▶ [Materials provided]:
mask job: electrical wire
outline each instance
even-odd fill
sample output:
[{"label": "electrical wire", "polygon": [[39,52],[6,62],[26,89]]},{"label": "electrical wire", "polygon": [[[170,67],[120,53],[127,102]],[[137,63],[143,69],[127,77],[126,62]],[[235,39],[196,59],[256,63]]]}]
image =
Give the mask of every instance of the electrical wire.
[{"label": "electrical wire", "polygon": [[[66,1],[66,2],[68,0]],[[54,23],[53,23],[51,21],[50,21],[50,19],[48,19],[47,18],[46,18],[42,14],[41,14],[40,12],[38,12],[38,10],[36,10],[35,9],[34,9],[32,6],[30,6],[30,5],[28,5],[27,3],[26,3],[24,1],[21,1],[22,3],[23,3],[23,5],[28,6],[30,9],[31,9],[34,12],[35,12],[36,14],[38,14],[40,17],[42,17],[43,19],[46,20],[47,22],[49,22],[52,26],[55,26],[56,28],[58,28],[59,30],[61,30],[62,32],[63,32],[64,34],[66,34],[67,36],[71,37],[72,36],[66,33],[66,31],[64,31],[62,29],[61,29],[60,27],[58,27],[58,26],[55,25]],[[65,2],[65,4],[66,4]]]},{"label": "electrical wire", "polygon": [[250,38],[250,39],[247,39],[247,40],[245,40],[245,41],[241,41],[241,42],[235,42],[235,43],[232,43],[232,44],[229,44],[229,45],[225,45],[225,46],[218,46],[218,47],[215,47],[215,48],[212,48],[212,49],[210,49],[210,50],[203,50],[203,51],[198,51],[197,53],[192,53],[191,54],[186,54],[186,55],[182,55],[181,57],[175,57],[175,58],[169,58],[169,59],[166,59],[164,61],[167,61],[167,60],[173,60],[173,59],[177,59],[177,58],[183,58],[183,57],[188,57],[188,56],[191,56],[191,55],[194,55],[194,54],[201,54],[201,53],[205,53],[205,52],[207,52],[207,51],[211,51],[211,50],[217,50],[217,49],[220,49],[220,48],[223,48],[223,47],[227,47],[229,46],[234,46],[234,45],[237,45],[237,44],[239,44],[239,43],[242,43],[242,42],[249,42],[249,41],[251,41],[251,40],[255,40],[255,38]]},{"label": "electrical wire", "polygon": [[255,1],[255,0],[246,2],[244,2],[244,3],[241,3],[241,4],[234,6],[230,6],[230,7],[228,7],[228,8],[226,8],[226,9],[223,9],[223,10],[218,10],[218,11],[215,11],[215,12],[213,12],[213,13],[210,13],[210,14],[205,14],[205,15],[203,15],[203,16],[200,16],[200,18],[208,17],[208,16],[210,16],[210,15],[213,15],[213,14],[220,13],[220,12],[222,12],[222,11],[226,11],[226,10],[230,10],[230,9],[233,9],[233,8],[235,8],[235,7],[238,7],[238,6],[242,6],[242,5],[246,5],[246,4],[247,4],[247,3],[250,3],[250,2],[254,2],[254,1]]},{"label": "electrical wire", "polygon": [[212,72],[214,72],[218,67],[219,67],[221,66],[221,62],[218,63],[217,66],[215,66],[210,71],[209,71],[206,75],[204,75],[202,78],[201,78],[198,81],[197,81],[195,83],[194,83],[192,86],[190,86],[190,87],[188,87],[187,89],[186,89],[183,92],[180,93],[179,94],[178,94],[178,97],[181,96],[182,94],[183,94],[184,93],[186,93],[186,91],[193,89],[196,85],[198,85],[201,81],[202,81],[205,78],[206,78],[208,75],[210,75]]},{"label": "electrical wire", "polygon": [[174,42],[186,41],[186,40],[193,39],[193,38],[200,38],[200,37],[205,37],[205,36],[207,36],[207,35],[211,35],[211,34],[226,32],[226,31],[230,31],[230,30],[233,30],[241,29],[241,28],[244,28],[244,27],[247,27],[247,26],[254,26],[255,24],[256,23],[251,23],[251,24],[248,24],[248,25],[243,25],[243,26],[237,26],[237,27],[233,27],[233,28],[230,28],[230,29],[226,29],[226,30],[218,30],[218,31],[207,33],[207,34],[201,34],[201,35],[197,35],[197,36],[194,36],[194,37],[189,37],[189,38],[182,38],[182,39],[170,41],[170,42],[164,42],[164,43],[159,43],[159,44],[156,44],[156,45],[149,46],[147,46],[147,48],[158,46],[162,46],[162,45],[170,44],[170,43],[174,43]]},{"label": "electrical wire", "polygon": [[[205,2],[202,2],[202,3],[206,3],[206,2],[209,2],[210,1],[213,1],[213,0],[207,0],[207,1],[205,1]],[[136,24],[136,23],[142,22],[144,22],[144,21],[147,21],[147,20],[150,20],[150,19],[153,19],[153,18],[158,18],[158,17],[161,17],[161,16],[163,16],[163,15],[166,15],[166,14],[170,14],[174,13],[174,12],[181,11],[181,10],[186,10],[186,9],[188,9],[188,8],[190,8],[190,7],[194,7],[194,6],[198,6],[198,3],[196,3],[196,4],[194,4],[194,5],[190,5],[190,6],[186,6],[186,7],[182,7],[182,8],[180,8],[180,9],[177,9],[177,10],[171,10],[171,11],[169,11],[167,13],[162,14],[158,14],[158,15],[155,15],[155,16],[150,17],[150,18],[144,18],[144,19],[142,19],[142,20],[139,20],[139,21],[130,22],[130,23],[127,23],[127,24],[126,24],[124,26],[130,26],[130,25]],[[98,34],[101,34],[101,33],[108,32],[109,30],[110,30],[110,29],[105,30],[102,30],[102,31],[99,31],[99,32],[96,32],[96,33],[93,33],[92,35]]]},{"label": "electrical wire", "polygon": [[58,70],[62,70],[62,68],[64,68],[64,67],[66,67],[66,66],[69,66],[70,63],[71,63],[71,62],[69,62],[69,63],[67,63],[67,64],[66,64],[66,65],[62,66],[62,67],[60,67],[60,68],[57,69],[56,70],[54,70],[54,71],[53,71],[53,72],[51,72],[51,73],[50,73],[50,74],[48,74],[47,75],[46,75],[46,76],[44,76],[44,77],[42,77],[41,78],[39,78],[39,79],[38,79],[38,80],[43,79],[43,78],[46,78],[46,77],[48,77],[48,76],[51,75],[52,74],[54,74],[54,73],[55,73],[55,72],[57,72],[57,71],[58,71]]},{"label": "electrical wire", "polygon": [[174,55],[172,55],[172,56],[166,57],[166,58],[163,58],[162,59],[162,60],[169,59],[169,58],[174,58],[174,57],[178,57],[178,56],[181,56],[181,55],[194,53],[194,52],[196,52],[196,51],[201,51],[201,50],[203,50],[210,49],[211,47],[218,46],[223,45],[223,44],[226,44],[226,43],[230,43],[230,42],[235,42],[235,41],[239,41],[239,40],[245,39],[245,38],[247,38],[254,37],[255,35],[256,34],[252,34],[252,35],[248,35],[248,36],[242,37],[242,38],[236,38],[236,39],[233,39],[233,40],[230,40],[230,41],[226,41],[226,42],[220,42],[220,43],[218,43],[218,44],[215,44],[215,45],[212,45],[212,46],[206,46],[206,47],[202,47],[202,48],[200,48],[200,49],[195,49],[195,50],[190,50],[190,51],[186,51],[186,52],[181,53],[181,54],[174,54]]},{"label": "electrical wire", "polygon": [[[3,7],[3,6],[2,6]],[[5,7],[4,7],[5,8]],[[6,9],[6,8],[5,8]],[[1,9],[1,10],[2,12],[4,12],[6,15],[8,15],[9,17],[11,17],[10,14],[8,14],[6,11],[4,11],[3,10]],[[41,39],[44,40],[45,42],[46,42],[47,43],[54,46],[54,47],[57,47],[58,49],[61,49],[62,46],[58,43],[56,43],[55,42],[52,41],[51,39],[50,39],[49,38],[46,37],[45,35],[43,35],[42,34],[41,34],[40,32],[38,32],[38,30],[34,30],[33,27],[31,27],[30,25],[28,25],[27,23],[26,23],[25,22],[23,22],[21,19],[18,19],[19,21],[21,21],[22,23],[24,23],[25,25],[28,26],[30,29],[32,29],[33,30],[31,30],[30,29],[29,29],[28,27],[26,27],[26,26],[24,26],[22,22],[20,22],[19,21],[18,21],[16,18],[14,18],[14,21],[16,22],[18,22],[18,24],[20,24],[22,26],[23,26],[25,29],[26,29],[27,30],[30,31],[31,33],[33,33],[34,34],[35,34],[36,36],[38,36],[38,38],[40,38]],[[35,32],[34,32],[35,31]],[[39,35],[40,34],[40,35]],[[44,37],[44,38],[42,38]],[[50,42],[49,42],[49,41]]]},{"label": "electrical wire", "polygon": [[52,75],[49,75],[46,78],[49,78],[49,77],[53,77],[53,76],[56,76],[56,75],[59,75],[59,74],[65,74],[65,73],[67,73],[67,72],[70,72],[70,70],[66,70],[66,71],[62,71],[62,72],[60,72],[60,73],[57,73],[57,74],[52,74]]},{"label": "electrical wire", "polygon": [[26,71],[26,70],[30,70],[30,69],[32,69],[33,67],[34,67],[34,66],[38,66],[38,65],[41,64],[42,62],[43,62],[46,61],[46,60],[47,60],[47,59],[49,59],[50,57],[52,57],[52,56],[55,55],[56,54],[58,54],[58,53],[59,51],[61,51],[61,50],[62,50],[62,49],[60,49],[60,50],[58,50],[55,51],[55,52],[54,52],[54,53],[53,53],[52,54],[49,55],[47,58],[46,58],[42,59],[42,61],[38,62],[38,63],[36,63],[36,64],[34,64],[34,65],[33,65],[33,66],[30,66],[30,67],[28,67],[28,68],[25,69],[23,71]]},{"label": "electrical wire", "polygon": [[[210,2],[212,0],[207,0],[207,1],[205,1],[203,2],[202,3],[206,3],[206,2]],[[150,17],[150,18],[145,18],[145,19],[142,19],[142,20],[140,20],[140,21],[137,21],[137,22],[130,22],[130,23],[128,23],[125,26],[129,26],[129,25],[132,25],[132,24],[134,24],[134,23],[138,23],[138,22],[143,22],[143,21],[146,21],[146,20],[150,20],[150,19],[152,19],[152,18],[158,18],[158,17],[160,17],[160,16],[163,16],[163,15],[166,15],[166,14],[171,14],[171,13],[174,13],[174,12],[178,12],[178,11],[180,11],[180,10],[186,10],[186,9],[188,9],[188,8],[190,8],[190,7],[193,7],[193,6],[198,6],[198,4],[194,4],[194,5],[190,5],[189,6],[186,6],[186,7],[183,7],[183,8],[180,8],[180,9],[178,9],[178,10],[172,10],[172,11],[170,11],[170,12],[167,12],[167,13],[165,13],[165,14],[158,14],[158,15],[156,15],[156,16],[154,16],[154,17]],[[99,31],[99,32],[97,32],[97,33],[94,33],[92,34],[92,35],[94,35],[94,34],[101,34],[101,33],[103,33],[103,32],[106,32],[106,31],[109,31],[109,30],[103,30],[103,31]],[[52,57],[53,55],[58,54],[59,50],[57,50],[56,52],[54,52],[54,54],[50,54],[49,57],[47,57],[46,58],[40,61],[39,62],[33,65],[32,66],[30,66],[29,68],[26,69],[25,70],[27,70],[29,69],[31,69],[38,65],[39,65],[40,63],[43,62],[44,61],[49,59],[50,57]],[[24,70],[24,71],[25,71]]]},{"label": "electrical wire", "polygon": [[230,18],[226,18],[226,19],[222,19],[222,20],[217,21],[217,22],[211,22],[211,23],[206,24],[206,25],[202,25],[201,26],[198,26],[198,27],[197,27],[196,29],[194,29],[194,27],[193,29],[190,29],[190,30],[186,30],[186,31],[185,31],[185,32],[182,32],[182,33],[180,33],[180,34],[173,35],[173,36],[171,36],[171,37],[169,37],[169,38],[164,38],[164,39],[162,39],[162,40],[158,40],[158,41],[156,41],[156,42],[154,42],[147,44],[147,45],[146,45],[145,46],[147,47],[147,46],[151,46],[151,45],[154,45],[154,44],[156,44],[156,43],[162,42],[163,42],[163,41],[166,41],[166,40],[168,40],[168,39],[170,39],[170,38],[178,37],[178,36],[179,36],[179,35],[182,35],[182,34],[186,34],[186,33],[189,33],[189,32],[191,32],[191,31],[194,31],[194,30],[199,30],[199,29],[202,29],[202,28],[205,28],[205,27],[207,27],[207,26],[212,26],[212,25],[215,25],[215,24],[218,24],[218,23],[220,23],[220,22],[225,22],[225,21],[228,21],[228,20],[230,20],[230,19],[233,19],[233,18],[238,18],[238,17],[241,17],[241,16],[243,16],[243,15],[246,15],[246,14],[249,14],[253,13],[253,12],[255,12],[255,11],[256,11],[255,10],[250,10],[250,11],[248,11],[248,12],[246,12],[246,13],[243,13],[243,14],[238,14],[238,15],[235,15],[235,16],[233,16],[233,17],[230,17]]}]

▶ [Your task]: Can you render the stretch from the start of the data through the line containing "Give the mask", inclusive, as a JSON list of strings, one string per line, with blank lines left out?

▶ [Task solution]:
[
  "mask job: electrical wire",
  "outline each instance",
  "even-odd fill",
  "sample output:",
  "[{\"label\": \"electrical wire\", \"polygon\": [[39,52],[6,62],[26,89]]},{\"label\": \"electrical wire\", \"polygon\": [[[170,67],[120,53],[127,102]],[[137,63],[143,69],[127,77],[126,62]],[[235,39],[196,59],[256,63]]]}]",
  "image =",
  "Give the mask of every instance of the electrical wire."
]